▶ **Brief**: Count the lines in the items below that contain the string "woman", matching case exactly. Give only the number.

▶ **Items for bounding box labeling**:
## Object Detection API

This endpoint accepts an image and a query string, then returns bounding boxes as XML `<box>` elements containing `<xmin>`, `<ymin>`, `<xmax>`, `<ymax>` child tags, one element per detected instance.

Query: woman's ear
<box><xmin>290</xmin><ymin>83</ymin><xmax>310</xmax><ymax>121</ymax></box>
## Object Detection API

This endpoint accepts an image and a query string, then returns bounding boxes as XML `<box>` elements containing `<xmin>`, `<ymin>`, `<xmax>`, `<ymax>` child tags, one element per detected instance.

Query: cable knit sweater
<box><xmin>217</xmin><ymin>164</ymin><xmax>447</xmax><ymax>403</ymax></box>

--

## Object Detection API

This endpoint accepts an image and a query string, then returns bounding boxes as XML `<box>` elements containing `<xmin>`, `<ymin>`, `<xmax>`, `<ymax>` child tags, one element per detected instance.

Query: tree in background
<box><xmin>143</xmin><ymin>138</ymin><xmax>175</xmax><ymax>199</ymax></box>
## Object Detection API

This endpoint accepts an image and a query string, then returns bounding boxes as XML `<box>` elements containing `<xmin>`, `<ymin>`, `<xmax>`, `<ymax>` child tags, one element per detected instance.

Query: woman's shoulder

▶ **Solution**: 2